Since only the total matters, count the lines of these entries containing the word "young" and write that total alone.
+===+
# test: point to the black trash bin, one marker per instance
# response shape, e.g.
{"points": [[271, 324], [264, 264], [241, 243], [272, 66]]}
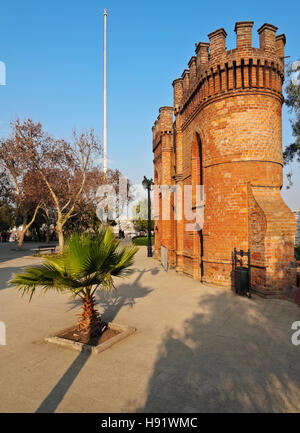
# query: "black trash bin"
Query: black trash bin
{"points": [[242, 283], [242, 278]]}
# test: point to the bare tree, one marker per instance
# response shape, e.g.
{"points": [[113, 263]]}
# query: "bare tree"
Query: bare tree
{"points": [[61, 165]]}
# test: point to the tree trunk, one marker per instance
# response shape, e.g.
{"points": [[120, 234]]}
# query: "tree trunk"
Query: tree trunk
{"points": [[90, 320], [60, 234], [21, 238], [26, 226], [22, 234]]}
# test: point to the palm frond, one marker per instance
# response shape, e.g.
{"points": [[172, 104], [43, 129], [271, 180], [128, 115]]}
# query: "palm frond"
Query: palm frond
{"points": [[87, 262]]}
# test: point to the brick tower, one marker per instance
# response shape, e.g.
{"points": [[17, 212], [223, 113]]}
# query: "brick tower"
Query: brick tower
{"points": [[227, 136]]}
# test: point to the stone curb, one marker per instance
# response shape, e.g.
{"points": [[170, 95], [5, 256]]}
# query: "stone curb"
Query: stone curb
{"points": [[83, 347]]}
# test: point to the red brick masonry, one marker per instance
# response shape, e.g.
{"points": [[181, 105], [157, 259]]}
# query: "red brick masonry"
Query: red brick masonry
{"points": [[227, 135]]}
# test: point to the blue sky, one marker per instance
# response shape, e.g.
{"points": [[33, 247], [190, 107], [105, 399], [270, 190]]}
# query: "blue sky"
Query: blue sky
{"points": [[53, 54]]}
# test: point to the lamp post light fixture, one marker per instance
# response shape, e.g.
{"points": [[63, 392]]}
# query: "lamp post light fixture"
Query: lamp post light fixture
{"points": [[147, 184]]}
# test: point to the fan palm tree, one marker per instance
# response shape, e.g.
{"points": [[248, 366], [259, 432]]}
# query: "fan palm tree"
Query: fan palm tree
{"points": [[88, 262]]}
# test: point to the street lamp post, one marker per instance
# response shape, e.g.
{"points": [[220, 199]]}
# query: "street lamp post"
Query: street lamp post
{"points": [[147, 183]]}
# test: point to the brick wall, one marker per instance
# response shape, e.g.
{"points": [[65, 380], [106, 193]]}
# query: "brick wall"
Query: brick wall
{"points": [[228, 132], [297, 234]]}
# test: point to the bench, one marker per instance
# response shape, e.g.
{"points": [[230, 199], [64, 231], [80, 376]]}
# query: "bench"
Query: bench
{"points": [[42, 248]]}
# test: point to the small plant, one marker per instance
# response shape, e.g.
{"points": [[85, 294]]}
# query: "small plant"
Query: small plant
{"points": [[88, 263]]}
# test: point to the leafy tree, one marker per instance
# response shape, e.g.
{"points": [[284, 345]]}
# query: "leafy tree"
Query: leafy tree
{"points": [[88, 263]]}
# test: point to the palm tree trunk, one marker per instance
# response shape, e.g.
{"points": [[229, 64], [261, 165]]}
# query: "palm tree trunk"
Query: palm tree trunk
{"points": [[89, 320], [60, 234]]}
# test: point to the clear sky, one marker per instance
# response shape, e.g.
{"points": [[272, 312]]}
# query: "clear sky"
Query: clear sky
{"points": [[53, 52]]}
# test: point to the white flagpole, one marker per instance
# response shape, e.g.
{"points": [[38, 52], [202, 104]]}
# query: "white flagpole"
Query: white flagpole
{"points": [[104, 102]]}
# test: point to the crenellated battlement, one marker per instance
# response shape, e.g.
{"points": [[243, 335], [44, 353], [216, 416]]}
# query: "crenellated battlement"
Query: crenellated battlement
{"points": [[226, 137], [215, 70]]}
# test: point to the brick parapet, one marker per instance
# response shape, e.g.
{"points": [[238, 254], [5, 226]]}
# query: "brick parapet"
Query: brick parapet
{"points": [[223, 72]]}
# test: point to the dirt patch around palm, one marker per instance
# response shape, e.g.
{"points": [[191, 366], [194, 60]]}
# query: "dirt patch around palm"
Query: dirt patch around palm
{"points": [[78, 336]]}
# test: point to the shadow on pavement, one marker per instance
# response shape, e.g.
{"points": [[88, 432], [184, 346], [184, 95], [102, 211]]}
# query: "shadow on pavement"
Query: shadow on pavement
{"points": [[126, 295], [245, 363]]}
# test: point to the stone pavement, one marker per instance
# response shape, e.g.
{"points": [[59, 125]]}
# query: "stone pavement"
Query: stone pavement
{"points": [[197, 349]]}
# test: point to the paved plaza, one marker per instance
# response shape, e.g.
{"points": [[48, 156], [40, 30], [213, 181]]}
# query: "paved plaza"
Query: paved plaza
{"points": [[197, 348]]}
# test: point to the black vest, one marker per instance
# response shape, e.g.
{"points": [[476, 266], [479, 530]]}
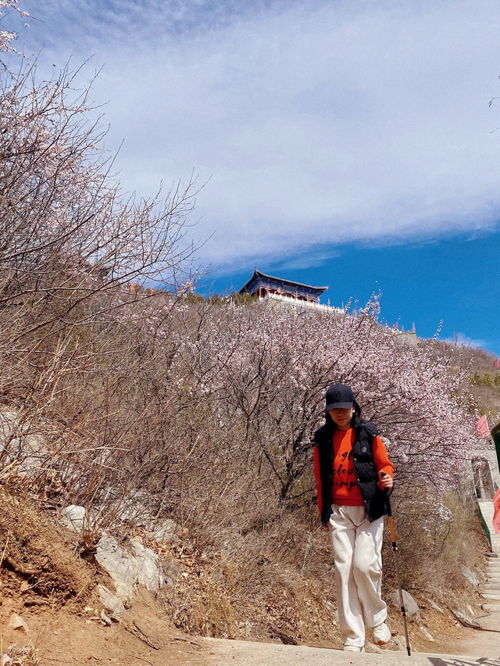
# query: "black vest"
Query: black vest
{"points": [[366, 474]]}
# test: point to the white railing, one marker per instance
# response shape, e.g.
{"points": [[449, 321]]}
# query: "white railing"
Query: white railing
{"points": [[289, 300]]}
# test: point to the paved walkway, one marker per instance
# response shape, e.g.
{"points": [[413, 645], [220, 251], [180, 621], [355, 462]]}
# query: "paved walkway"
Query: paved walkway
{"points": [[242, 653], [220, 652]]}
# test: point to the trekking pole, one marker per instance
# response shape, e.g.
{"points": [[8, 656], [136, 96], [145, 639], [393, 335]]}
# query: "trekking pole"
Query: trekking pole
{"points": [[394, 544]]}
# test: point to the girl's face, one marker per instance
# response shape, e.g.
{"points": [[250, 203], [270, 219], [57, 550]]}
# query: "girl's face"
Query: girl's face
{"points": [[342, 417]]}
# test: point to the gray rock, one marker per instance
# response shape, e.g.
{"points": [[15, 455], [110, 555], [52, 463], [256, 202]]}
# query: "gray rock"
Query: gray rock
{"points": [[112, 604], [435, 606], [148, 568], [164, 531], [119, 565], [18, 622], [105, 619], [73, 516], [470, 576], [411, 606], [129, 566], [426, 633], [170, 571]]}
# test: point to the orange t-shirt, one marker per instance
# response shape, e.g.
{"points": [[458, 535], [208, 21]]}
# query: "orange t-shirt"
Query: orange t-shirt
{"points": [[345, 489]]}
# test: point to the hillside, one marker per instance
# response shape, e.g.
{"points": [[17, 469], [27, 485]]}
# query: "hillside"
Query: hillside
{"points": [[246, 558]]}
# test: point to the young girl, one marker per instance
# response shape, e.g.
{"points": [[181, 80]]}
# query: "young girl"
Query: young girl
+===+
## [Response to this exercise]
3